#### EXERCISE AIM:
Look for "[[73, 125], [313, 181], [61, 98], [92, 139]]" in the entries below. Then write out exactly the line that holds it and every line after it, to the last, and nothing else.

#### INFORMATION PROVIDED:
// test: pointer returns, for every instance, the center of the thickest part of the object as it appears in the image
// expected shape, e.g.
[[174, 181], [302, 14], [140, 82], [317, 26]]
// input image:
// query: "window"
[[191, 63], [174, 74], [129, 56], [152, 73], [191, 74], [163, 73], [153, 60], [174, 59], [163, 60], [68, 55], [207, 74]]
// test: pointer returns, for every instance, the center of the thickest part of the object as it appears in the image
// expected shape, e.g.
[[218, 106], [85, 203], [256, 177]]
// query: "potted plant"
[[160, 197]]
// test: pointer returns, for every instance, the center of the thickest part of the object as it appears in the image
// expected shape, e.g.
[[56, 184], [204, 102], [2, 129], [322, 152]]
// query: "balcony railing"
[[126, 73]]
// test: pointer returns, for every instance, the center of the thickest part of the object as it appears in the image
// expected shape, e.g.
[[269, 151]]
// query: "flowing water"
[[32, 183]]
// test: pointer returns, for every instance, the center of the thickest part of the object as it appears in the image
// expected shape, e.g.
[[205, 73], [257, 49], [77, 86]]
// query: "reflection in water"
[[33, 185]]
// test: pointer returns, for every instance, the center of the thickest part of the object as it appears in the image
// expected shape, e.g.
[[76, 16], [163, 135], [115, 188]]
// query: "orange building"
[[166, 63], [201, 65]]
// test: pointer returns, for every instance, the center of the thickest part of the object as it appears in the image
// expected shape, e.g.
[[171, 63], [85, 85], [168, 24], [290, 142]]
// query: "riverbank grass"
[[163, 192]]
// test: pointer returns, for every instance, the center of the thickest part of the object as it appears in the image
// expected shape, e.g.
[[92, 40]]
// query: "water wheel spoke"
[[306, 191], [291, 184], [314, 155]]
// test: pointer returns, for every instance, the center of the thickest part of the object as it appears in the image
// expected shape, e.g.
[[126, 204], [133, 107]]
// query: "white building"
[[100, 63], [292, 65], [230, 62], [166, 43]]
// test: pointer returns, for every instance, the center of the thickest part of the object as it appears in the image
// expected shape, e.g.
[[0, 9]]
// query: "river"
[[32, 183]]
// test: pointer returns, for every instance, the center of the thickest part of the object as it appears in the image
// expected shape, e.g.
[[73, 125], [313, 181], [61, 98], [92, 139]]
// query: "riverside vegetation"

#### RESULT OF THE EXERCISE:
[[73, 125], [313, 181], [61, 98], [92, 139]]
// query: "riverside vegetation"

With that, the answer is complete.